- [Brief 1]: Reproduce verbatim the part of the text on the Eating Raoul musical starting with "The story focuses" and going on through "the main course.".

- [Document text]:
-- BEGIN --
Eating Raoul is a musical with music by Jed Feuer, lyrics by Boyd Graham, and a book by Paul Bartel and Richard Blackburn. It is based on the 1982 movie of the same name.

The story focuses on Mary and Paul Bland, a couple of "squares", in the late 1960s, who want to raise money to open a restaurant. They decide to kill swingers for profit by hitting them on the head with a frying pan. They become involved with a partner, Raoul, their swarthy, sexy janitor, who helps them to dispose of the bodies. However, they soon feel trapped by Raoul and dispatch him too; he becomes the main course.

The musical opened Off-Broadway at the Union Square Theatre on May 13, 1992, starring Courtenay Collins, Eddie Korbich and Adrian Zmed.  It was directed by Toni Kotite and choreographed by Lynne Taylor-Corbett. Since then it has received numerous regional productions.
-- END --
- [Given records]:
-- BEGIN --
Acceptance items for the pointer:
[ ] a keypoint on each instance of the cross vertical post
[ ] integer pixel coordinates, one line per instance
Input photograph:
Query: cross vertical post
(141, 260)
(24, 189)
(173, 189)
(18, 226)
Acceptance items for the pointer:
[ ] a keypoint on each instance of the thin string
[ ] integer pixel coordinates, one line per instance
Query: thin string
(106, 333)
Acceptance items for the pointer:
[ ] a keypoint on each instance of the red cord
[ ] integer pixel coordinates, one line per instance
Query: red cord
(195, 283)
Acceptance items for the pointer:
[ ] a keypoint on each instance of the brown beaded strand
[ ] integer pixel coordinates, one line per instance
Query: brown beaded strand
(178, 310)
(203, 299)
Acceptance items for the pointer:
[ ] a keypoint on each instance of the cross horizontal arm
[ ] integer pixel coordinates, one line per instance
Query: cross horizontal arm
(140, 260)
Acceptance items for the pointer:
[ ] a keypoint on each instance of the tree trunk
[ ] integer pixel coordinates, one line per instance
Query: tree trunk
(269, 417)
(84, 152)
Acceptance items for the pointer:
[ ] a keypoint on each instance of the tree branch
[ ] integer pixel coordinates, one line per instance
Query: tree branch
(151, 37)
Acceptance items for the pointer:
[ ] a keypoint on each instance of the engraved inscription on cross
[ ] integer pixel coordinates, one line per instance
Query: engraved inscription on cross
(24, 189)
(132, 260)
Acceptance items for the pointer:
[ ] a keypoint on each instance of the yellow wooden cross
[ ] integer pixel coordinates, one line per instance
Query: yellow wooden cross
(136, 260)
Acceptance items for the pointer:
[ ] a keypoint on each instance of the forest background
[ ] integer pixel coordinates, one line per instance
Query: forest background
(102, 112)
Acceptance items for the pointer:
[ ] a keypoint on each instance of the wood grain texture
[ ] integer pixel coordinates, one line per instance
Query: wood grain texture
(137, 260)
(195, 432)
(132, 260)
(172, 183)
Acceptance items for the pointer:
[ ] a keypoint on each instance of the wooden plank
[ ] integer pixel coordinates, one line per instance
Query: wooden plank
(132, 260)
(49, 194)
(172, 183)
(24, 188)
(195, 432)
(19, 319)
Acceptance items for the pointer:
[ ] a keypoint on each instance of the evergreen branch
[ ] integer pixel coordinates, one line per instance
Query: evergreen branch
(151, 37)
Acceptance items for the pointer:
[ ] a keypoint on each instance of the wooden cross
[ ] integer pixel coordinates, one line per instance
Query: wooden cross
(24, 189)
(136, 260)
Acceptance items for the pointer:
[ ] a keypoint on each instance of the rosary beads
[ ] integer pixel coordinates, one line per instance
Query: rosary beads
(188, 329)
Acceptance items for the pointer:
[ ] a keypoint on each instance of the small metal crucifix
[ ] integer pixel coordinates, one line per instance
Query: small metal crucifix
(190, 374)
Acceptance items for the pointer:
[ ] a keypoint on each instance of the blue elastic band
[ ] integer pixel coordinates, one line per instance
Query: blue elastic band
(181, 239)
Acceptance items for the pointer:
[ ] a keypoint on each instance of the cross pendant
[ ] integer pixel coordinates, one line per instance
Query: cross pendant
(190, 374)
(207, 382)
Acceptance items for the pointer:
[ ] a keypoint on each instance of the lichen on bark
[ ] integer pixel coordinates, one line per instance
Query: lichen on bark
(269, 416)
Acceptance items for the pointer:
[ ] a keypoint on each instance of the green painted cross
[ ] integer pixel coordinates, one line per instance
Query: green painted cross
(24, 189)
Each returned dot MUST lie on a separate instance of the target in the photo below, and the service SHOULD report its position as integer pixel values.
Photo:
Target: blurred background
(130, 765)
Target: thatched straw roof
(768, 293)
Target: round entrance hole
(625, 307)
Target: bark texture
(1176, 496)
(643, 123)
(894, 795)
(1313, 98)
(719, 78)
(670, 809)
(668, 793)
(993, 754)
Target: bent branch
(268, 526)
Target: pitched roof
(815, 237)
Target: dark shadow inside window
-- END --
- [Brief 2]: Extract verbatim the lines of the records starting with the line containing "Target: pitched roof" and going on through the final line of the records.

- [Exercise solution 1]:
The story focuses on Mary and Paul Bland, a couple of "squares", in the late 1960s, who want to raise money to open a restaurant. They decide to kill swingers for profit by hitting them on the head with a frying pan. They become involved with a partner, Raoul, their swarthy, sexy janitor, who helps them to dispose of the bodies. However, they soon feel trapped by Raoul and dispatch him too; he becomes the main course.

- [Exercise solution 2]:
Target: pitched roof
(815, 237)
Target: dark shadow inside window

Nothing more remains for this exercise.